Dataset excerpts start

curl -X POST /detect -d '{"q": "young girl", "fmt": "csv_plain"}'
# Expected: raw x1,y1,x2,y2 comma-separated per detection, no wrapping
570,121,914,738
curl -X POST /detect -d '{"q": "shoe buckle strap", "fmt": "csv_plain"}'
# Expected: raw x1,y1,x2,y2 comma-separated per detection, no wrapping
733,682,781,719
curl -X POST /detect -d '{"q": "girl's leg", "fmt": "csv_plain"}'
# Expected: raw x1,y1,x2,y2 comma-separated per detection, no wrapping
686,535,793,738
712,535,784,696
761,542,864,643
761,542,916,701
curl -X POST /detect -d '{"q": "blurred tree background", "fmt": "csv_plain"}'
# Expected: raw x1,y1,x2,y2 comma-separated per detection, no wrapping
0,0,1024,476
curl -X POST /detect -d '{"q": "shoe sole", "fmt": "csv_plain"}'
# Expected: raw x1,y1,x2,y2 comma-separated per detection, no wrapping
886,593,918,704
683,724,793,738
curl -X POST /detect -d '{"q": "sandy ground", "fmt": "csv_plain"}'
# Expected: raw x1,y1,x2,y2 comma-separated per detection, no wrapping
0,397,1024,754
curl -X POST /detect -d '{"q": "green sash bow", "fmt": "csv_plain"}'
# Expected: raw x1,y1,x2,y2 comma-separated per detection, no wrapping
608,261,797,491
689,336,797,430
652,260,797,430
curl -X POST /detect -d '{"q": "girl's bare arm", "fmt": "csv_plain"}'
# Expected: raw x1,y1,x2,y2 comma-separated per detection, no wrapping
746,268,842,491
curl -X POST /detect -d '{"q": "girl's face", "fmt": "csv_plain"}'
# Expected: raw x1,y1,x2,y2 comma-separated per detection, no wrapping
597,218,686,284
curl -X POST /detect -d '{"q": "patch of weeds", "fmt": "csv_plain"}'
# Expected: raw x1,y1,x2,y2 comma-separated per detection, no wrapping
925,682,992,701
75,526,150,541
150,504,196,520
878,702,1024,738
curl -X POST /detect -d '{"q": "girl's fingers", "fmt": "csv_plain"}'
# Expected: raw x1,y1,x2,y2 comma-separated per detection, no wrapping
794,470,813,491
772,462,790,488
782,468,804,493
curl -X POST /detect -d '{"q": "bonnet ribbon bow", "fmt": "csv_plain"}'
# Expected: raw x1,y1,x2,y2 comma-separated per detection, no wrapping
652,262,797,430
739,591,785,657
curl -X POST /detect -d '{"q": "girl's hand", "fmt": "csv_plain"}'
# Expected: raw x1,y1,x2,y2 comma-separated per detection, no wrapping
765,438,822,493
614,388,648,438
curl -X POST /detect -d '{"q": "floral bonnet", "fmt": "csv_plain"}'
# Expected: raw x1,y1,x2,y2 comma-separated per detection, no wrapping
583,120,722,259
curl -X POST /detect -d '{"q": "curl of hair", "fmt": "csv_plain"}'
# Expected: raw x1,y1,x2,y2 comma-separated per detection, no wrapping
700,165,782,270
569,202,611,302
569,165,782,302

Dataset excerpts end

Brief> Reproduce the lines above verbatim, from the first line through the last.

Problem solution>
curl -X POST /detect -d '{"q": "young girl", "fmt": "csv_plain"}'
# Expected: raw x1,y1,x2,y2 comma-separated per detection, no wrapping
570,121,914,738
curl -X POST /detect -d '{"q": "shoe buckle strap", "fmt": "csv_plain"}'
# Expected: raw x1,y1,x2,y2 comma-separated per detection, no wrapping
733,682,781,719
curl -X POST /detect -d '{"q": "girl's leg", "fmt": "csv_plain"}'
# Expected: raw x1,y1,x2,y2 comma-separated per detection, no wrapping
686,535,793,738
712,535,784,696
761,542,864,643
761,542,916,701
curl -X POST /detect -d '{"q": "blurred tree background", "fmt": "csv_plain"}'
# Expected: raw x1,y1,x2,y2 comma-separated per detection, no wrapping
0,0,1024,476
curl -X POST /detect -d '{"q": "shoe sole", "fmt": "csv_plain"}'
# Expected: raw x1,y1,x2,y2 comma-separated per detection, no wrapping
886,593,918,704
683,724,793,738
curl -X POST /detect -d '{"q": "sandy ground", "fmt": "csv_plain"}'
# Expected: raw x1,y1,x2,y2 comma-separated per detection, no wrapping
0,397,1024,754
curl -X POST /detect -d '{"q": "green sash bow", "fmt": "csv_plain"}'
# Expected: raw x1,y1,x2,y2 comma-separated per detection, no wrapping
608,261,797,491
689,336,797,430
652,260,797,430
curl -X POST /detect -d '{"q": "girl's bare arm", "fmt": "csv_plain"}'
# Expected: raw x1,y1,x2,y2 comma-separated per detection, no wrapping
746,268,842,491
curl -X POST /detect -d '{"q": "girl's face", "fmt": "csv_plain"}'
# Expected: raw x1,y1,x2,y2 comma-separated per detection, no wrapping
597,218,686,284
curl -X POST /detect -d '{"q": "patch of weeds", "fmt": "csv_plain"}'
# Expected: raw x1,y1,x2,y2 comma-separated per detection, no wrapping
925,682,992,701
75,526,150,541
150,504,196,520
878,702,1024,738
curl -X POST /detect -d '{"q": "girl's fingers", "fmt": "csv_plain"}'
# Expected: raw x1,y1,x2,y2 comma-separated per detection, no wrapping
794,470,813,491
772,462,790,488
782,468,804,493
curl -X POST /detect -d '{"q": "bonnet ribbon bow", "fmt": "csv_plain"}'
# Expected: raw x1,y1,x2,y2 comma-separated per detection, no wrapping
652,262,797,430
739,591,785,657
curl -X POST /detect -d '{"q": "girl's hand", "fmt": "csv_plain"}'
# Expected: raw x1,y1,x2,y2 comma-separated per detection, no wrapping
765,438,822,493
614,388,648,438
curl -X POST /detect -d '{"q": "floral bonnet", "fmt": "csv_plain"}'
# Expected: raw x1,y1,x2,y2 comma-separated per detection, no wrapping
583,120,722,259
curl -X POST /detect -d '{"q": "curl of hair", "fmt": "csv_plain"}'
# Expected: raw x1,y1,x2,y2 comma-separated per detection, no wrapping
700,165,782,270
569,202,611,302
569,165,782,302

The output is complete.